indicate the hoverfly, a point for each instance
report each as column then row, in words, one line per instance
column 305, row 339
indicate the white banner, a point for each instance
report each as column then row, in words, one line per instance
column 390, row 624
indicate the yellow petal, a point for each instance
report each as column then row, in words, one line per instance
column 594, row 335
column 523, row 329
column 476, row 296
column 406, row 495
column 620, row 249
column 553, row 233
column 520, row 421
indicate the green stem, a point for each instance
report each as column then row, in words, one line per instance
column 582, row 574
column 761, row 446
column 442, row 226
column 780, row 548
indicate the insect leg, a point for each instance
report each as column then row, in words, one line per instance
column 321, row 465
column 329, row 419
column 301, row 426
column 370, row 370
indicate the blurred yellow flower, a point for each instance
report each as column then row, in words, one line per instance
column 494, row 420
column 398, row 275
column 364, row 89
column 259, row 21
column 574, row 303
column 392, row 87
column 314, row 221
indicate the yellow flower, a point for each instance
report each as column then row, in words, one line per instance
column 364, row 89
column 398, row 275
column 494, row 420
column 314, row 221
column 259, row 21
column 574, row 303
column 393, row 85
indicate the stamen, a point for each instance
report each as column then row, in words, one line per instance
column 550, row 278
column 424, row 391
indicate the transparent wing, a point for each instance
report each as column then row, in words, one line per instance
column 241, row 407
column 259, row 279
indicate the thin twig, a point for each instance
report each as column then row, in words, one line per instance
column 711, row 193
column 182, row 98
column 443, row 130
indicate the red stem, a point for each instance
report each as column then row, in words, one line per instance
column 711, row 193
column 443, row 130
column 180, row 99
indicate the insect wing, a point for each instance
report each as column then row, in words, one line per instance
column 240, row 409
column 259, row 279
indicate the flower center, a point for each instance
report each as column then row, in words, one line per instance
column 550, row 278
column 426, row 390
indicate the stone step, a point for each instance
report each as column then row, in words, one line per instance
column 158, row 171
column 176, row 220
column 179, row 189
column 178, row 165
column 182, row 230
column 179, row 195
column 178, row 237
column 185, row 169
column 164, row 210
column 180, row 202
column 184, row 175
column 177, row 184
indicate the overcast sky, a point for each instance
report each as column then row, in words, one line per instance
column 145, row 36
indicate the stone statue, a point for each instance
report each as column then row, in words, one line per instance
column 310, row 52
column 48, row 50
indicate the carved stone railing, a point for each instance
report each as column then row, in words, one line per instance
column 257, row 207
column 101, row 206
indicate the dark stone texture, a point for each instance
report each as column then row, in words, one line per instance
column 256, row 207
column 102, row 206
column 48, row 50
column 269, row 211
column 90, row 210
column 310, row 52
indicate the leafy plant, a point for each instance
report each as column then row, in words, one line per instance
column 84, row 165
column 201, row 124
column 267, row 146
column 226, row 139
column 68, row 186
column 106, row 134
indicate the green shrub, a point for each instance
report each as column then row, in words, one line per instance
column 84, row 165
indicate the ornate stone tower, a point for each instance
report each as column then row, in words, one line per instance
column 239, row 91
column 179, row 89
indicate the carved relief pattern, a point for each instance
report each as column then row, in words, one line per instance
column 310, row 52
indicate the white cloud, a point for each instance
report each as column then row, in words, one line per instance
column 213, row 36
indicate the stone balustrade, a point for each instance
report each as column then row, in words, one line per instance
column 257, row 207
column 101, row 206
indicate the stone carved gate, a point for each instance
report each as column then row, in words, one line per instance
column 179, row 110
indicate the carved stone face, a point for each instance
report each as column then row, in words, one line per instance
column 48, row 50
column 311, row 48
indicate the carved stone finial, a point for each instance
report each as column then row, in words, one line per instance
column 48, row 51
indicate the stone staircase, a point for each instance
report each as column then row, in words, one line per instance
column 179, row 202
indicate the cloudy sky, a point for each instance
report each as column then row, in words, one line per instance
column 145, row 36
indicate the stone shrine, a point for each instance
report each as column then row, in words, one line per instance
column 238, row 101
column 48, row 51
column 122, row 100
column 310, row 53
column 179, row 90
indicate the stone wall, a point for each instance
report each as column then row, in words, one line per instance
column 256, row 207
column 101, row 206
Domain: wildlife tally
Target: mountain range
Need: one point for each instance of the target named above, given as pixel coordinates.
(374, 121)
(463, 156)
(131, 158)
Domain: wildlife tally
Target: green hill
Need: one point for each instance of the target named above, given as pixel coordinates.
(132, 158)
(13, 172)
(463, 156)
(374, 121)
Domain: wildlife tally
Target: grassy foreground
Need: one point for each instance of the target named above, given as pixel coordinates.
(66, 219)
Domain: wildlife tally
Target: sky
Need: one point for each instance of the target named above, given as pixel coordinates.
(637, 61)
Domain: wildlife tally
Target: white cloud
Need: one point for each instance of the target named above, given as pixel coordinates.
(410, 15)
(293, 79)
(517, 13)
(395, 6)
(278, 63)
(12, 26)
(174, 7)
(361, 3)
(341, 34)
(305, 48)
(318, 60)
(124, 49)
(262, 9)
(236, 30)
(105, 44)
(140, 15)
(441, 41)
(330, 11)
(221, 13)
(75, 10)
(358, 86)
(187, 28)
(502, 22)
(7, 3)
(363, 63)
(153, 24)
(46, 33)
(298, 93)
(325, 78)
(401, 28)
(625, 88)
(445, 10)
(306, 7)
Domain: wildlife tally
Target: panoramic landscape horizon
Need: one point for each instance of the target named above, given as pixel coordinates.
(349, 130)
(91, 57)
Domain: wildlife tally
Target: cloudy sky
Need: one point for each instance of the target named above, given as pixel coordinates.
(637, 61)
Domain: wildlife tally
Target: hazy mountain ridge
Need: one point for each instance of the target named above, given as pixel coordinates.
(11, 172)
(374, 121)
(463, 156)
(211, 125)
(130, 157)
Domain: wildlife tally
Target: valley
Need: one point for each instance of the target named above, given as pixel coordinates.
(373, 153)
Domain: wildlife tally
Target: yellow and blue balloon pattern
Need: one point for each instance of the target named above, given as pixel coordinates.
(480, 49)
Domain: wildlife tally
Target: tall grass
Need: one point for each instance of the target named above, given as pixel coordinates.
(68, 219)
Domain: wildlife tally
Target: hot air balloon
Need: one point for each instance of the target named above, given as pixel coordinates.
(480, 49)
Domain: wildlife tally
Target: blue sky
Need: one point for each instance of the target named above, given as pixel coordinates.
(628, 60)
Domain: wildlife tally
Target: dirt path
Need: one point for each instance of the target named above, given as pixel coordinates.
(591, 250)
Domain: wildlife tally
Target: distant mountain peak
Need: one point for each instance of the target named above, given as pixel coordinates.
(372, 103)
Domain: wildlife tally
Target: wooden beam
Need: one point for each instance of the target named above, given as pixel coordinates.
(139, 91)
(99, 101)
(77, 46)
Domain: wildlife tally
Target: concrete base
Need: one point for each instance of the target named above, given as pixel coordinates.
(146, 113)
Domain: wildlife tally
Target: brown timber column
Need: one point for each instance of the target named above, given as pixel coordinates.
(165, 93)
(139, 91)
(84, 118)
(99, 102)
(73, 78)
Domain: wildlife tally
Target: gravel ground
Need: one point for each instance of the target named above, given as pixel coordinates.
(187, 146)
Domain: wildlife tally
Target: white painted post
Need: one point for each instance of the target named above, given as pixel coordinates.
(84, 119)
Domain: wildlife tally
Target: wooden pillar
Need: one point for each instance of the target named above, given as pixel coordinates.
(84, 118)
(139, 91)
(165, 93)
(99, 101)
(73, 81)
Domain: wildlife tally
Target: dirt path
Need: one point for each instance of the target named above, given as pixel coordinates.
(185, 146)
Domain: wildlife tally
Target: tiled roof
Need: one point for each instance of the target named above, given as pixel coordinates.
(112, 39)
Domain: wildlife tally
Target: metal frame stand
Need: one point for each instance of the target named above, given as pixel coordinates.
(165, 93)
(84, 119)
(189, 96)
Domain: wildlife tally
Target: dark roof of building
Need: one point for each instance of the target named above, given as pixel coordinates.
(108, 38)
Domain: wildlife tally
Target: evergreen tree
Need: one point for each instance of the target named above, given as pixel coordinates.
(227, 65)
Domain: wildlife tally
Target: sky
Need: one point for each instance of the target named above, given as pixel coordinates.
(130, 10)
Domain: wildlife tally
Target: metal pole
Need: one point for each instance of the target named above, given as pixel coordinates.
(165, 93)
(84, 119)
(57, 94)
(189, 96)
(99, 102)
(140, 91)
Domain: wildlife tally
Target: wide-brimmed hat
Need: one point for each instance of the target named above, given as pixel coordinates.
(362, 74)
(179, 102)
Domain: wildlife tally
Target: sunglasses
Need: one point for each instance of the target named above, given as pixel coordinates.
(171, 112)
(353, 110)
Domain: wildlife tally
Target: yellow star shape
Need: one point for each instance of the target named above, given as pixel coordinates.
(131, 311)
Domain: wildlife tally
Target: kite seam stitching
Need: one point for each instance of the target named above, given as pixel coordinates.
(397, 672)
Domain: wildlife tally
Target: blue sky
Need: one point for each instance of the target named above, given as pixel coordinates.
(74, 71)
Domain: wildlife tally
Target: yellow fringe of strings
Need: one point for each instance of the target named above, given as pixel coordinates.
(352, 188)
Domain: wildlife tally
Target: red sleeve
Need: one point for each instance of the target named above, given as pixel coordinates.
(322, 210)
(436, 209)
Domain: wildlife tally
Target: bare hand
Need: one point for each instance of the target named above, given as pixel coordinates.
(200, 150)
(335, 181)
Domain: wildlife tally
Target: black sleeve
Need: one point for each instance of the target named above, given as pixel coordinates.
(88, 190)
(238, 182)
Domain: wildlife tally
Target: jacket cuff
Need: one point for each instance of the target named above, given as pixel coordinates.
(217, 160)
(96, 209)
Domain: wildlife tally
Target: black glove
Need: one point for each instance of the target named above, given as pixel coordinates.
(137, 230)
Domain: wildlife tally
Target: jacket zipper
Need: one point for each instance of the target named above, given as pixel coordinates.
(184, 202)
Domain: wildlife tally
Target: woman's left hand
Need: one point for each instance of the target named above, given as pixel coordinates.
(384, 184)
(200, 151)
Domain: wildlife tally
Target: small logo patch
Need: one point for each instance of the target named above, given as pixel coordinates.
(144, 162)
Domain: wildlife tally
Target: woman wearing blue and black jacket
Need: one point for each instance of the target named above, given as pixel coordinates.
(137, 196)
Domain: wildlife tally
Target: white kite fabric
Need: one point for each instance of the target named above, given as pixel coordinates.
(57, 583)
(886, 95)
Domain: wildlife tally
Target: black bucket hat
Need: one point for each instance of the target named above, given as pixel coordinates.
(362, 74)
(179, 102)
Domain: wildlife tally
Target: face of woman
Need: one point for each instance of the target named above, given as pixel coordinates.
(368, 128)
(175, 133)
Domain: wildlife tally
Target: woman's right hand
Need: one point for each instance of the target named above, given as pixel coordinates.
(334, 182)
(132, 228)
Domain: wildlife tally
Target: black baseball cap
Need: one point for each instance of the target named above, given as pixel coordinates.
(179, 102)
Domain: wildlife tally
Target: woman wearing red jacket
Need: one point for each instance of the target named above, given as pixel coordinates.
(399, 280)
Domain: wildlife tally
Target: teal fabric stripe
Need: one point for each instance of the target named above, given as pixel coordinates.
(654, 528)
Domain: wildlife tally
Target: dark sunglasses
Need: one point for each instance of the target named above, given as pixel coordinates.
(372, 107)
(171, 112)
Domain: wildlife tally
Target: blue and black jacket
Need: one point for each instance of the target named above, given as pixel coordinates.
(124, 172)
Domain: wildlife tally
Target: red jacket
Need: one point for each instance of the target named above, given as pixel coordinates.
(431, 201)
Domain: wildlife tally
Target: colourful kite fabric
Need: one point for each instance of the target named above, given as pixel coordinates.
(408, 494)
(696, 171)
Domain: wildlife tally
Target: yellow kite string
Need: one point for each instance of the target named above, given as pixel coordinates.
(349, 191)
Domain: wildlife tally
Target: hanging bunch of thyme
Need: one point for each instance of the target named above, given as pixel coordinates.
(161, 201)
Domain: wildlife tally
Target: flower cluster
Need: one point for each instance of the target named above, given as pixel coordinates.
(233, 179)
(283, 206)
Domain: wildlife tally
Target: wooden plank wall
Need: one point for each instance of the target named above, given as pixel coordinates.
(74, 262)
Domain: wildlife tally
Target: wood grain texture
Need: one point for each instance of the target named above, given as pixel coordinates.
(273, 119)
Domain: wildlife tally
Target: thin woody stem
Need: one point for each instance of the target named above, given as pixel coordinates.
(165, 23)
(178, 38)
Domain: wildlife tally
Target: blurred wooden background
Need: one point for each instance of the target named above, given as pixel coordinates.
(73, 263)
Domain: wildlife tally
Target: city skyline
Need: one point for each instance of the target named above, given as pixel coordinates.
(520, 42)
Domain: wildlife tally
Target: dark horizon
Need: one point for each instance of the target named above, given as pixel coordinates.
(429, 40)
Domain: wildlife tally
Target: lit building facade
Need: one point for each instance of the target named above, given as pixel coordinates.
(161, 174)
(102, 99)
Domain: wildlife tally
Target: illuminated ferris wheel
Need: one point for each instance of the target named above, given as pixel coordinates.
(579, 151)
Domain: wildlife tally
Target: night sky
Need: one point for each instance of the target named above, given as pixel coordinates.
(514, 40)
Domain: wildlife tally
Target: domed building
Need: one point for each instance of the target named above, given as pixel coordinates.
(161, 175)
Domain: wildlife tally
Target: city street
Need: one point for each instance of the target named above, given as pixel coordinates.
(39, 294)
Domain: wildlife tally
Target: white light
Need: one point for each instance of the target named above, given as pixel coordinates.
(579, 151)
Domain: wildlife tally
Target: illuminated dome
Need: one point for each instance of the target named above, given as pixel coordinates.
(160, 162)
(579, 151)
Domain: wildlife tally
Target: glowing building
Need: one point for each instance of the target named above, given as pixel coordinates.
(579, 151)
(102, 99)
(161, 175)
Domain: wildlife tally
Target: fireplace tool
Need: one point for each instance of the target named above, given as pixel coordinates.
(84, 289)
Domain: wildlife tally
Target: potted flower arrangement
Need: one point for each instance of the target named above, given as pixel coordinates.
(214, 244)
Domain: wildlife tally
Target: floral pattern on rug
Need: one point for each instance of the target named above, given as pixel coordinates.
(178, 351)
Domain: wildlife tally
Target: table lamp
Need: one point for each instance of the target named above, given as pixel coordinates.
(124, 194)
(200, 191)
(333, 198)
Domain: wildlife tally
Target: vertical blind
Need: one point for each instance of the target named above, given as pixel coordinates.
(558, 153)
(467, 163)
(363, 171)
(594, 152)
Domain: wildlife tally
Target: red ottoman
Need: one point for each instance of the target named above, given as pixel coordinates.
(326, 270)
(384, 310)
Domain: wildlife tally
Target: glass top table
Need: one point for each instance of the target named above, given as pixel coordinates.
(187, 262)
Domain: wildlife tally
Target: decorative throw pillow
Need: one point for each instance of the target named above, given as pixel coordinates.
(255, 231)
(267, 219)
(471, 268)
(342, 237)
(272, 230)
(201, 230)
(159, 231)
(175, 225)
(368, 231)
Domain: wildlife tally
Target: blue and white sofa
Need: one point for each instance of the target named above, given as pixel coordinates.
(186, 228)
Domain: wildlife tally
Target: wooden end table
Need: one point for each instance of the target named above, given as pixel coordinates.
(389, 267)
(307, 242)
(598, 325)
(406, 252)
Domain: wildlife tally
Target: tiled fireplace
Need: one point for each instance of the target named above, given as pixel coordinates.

EXERCISE BRIEF: Could you show every line of the listing that holds the string "fireplace"?

SOLVED EXERCISE:
Target: fireplace tool
Target: tiled fireplace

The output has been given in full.